**Work to complete:** Arrange the material that opens with the line containing "of the white" and closes with the line containing "Query: white cloud" as a Markdown table with the columns Row and Line. Give each line its own numbered row and skip any blank lines.

════════

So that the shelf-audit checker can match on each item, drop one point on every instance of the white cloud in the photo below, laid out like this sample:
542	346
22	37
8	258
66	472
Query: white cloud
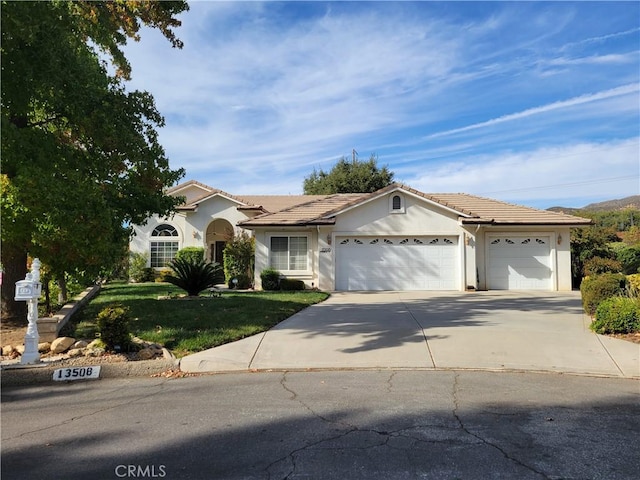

════════

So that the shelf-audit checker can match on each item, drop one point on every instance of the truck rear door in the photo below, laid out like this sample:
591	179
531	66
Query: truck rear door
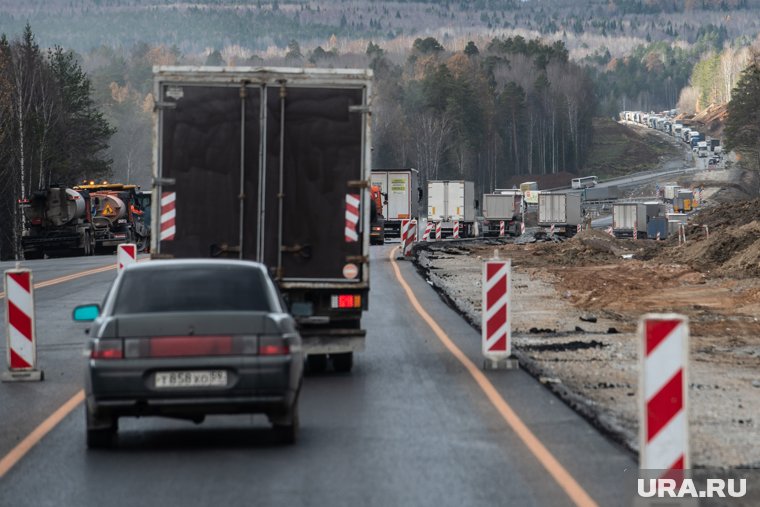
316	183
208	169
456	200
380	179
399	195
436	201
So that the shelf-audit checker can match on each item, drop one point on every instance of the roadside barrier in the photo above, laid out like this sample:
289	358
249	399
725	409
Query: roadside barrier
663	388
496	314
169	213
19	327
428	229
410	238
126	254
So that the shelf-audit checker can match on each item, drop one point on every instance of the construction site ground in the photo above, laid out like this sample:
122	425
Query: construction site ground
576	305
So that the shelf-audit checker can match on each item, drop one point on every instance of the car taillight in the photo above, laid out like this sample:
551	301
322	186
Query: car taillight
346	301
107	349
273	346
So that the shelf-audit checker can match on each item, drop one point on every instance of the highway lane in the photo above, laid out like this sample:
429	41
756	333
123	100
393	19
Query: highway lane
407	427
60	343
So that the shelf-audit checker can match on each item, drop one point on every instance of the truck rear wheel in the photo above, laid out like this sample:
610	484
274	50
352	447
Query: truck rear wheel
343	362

════════

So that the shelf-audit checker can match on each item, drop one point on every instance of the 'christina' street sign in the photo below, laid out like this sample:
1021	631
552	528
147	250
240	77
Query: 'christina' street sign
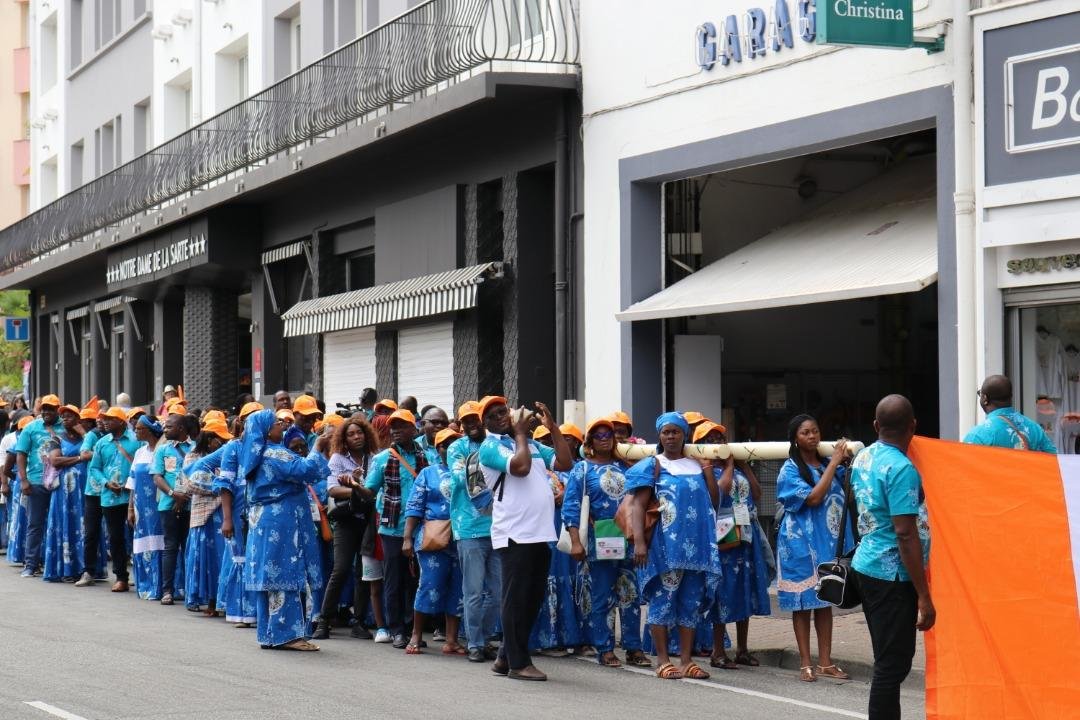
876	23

════════

**Problem solution:**
| Row | Line |
|---|---|
| 1 | So that the shelf-audit checker can match on each item, drop one point on every instance of the white cloud in the photo below, laid out like this sample: |
| 2 | 542	346 |
| 3 | 22	37 |
| 4 | 8	258 |
| 5 | 66	472 |
| 6 | Query: white cloud |